| TEXT SEGMENT |
....................

Referring initially to FIG. 1 a schematic perspective view showing a length of well production tubing outfitted in accordance with concepts of the invention is presented. Typically the tubing string 11 has a inside diameter of 2 inches. Its outside diameter is 2.87 inches. A tubing collar 13 is used between each pair of tubing lengths to join 30 foot sections. A centralizer and sleeve stop piece 12 is welded to the outside of the tubing 11 and extends radially outwardly into almost touching engagement with the inside of a 5 inch well casing. A drop sleeve 14 (shown in phantom) is made of steel and sized to fit over the outside of tubing 11 having an inside diameter sufficient to easily clear the tubing collars 13. The tubing section 11 is provided, near its lower end, with a single drain port 16 which is plugged with a brass knock out plug 15 as shown. In operation with this embodiment, the drop sleeve 14 is fitted over the upper end of the tubing at the surface when it is desired to pull the tubing string and dropped. The sleeve 14 easily clears all tubing collars 13 and falls gaining energy and momentum for hundreds of feet until it hits brass knock out plug 15. The plug 15 is sheared by the sleeve 14 and the port 16 is opened. This allows fluid interior to the tubing above the port to drain into the well borehole as the tubing is pulled upwardly toward the surface. The sleeve stop 12 catches the drop sleeve. When the tubing section 11 reaches the surface and is disconnected the drop sleeve 14 is recovered and, if additional tubing is to be pulled, fitted over the tubing string and dropped again to open any drain ports located lower in the tubing string.

Referring now to FIG. 2 a second embodiment according to the concepts of the invention is shown in a schematic perspective view. A 30 foot tubing section 21 is provided near its lower end with a pair of vertically and circumferentially offset drain ports 26 which are machined into the tubing and are plugged with brass knock out plugs 25. The drop sleeve 24 is sized to easily clear tubing collars 23 as it falls down the tubing until it is caught by the sleeve stop 22. Functionally this embodiment may be used in exactly the same manner as that shown in FIG. 1.

....................

| LISTING |
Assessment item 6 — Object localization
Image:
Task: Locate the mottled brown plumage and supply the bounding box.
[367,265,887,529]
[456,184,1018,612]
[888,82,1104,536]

....................

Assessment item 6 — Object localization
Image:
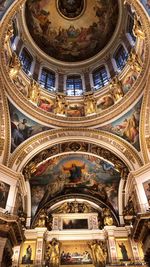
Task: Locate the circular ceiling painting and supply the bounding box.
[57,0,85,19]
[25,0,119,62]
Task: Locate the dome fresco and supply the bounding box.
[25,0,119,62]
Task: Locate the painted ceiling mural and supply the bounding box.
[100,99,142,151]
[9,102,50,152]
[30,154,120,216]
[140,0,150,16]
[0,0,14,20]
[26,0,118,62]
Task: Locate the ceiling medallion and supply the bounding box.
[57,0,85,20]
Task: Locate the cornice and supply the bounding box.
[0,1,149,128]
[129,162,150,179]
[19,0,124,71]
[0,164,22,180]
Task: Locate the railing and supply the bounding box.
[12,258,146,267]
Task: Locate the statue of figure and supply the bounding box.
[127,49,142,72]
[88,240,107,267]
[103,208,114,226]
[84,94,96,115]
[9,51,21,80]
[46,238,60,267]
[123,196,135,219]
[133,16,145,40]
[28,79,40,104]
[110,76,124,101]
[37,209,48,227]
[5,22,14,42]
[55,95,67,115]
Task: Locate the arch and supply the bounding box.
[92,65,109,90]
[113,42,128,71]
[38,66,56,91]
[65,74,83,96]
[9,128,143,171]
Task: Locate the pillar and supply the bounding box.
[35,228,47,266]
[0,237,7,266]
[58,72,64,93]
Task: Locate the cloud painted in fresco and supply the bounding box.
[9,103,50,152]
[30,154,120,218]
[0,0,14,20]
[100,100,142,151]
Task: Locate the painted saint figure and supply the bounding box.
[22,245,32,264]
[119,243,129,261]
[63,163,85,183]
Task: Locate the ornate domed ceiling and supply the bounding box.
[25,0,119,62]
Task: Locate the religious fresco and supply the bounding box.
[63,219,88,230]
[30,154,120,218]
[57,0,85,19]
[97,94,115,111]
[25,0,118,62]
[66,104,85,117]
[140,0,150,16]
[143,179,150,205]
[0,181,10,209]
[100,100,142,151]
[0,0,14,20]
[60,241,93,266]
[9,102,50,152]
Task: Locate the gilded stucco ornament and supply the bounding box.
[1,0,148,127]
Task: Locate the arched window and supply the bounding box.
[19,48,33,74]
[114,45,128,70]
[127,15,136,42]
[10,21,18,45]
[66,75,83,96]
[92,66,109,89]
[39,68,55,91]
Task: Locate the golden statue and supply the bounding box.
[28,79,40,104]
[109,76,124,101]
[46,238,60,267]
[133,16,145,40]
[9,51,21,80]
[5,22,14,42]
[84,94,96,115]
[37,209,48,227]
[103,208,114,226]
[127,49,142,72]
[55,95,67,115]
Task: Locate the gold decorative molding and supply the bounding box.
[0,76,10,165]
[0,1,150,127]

....................

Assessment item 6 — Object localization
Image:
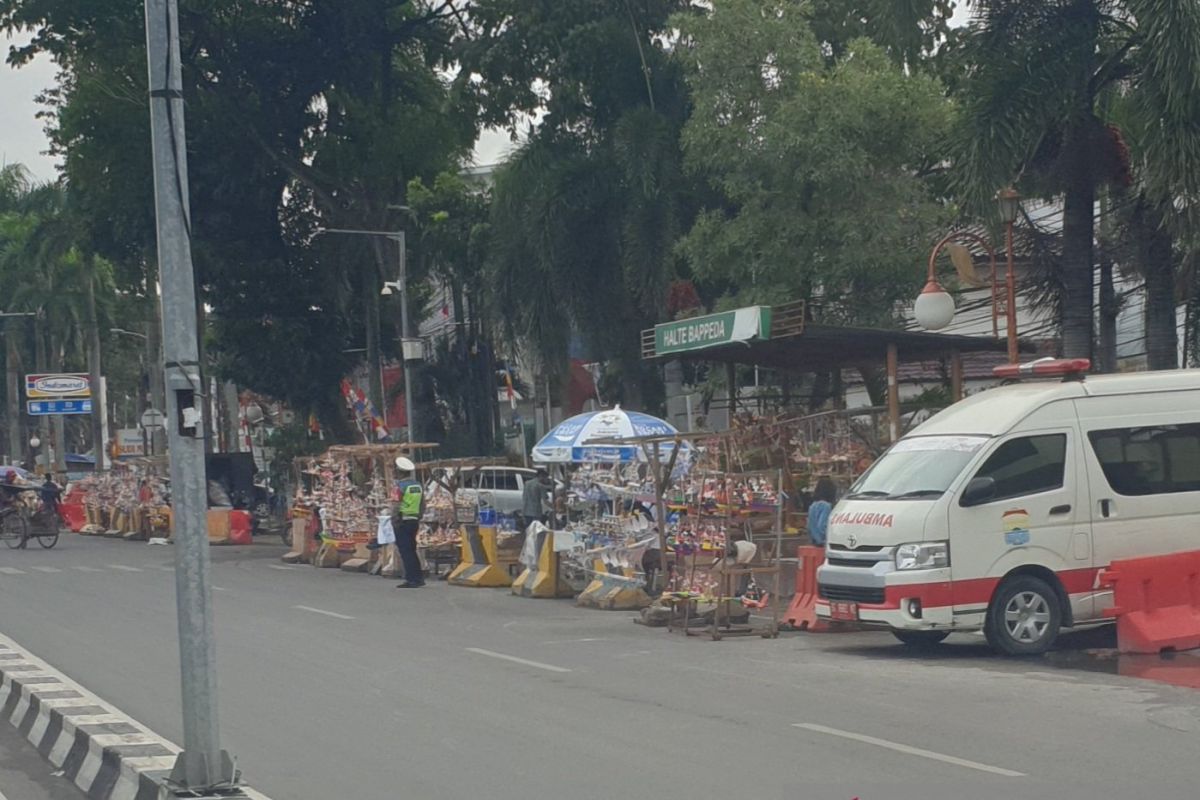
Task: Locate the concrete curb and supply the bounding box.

....................

| WORK INSTRUCTIONS |
(1) In the well tubing text, what is the outside diameter of the tubing string?
(2) Please rewrite the paragraph of the well tubing text that begins "Referring now to FIG. 2" in a shorter form that keeps its main facts.
(3) Duplicate the passage of the well tubing text that begins at the words "Referring now to" and stops after "shown in FIG. 1.".

| ANSWERS FOR THE EXERCISE |
(1) 2.87 inches.

(2) The second embodiment, shown in FIG. 2, uses a 30 foot tubing section 21. Near its lower end are two drain ports 26, offset vertically and circumferentially, machined into the tubing and plugged with brass knock out plugs 25. Drop sleeve 24 clears tubing collars 23 as it falls until sleeve stop 22 catches it. This embodiment works the same way as the one in FIG. 1.

(3)
Referring now to FIG. 2 a second embodiment according to the concepts of the invention is shown in a schematic perspective view. A 30 foot tubing section 21 is provided near its lower end with a pair of vertically and circumferentially offset drain ports 26 which are machined into the tubing and are plugged with brass knock out plugs 25. The drop sleeve 24 is sized to easily clear tubing collars 23 as it falls down the tubing until it is caught by the sleeve stop 22. Functionally this embodiment may be used in exactly the same manner as that shown in FIG. 1.